(Records from a data source)
● ● ● ●

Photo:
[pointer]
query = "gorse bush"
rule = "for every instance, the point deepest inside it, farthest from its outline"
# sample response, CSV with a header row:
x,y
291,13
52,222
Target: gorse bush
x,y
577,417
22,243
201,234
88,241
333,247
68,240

● ● ● ●

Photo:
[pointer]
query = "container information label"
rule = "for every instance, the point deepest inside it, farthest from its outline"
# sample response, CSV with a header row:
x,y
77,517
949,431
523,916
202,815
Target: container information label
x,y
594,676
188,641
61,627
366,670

● ● ● ●

■ About this exercise ■
Gather up every line in the data above that contains the word "query", copying each one.

■ Reply ■
query = "gorse bush"
query = "container information label"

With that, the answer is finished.